**REQUEST A:** Can you repeat the records below word for word, starting with the line that contains "every water lily" and going on through the last line of the records?

**EXCERPT TO READ:**
>> Start

I’m currently reading Unnatural Selection, by Mara Hvistendahl, while I’m sitting here trying to tie up the loose ends on my thesis. Or at least, they were only loose ends before yesterday evening, when a small coding error (really, Erin, ‘<‘ instead of ‘>’) meant that I had written this great paper about why we don’t see any result when in fact there might be a really important result. Good work. It’s not like I had plans this weekend, anyway.

At any rate, losing myself in my dissertation means thinking a lot about ‘nontraditional’ unions and the evolving concept of the family, and reading Mara’s book means thinking a lot about all of the men that are going to spend their lives as bachelors in Asia. What I haven’t been thinking much about is the other end of the spectrum, polygamous marriages, which suddenly came up today. A good friend and PhD candidate at UCLA is working in Kenya right now as a field researcher and is occasionally sharing her thoughts on development and field work, etc. Having spent some time in that part of the world and always eager to read anything I can get my hands on, I keep close tabs on what she’s doing.

>> End

Rows from a box labeling dataset:
>> Start

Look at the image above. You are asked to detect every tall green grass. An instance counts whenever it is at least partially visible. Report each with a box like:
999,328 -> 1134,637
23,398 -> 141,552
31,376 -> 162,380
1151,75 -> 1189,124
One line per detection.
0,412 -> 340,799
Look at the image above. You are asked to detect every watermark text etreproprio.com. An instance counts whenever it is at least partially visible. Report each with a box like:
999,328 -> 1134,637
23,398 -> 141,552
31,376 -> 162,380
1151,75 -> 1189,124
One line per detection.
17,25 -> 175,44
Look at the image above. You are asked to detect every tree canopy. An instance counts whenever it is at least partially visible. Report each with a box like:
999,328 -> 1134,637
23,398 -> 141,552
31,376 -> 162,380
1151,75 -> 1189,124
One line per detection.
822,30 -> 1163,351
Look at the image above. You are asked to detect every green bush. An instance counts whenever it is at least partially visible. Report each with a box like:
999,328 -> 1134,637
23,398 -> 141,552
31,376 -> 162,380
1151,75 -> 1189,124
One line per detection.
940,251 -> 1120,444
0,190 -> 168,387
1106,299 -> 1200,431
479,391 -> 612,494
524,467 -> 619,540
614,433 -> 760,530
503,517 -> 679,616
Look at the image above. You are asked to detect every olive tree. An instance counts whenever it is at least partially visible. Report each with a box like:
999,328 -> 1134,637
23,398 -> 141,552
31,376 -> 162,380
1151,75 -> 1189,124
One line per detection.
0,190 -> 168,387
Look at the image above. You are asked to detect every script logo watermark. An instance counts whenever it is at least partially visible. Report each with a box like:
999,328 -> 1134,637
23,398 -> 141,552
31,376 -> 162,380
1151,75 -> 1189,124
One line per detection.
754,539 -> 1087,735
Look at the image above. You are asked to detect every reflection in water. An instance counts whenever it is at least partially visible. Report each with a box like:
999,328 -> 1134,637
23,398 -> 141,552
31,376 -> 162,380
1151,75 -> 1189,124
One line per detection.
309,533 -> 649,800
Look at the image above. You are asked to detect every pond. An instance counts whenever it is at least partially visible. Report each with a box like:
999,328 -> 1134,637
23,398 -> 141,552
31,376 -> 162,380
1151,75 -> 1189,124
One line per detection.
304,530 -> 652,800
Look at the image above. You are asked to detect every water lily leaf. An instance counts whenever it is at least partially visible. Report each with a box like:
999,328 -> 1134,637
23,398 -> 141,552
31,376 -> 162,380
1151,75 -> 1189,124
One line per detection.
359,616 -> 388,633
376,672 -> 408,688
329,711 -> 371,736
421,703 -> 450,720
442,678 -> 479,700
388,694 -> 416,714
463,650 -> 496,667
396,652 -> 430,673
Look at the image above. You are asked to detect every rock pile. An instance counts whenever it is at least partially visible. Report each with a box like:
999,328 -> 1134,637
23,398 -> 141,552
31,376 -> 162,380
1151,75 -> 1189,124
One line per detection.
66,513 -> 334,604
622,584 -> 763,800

>> End

**REQUEST B:** Which proper names of people, places, books or institutions appear in the excerpt above about the thesis and the book being read?

**EXERCISE ANSWER A:**
Look at the image above. You are asked to detect every water lily leaf. An instance counts whenever it is at least partially visible. Report each with a box like:
999,328 -> 1134,637
23,398 -> 141,552
31,376 -> 162,380
1151,75 -> 1189,124
One line per detection.
359,616 -> 388,633
376,672 -> 408,688
329,711 -> 371,736
421,703 -> 450,720
442,678 -> 479,700
388,694 -> 416,714
463,650 -> 496,667
396,652 -> 430,673
Look at the image above. You are asked to detect every rock pile. An instance counts whenever it is at least partially visible. Report each with a box like:
999,328 -> 1134,637
23,398 -> 141,552
31,376 -> 162,380
1151,75 -> 1189,124
One line per detection.
66,513 -> 334,604
622,584 -> 763,800

**EXERCISE ANSWER B:**
Unnatural Selection
Mara Hvistendahl
Erin
Asia
UCLA
Kenya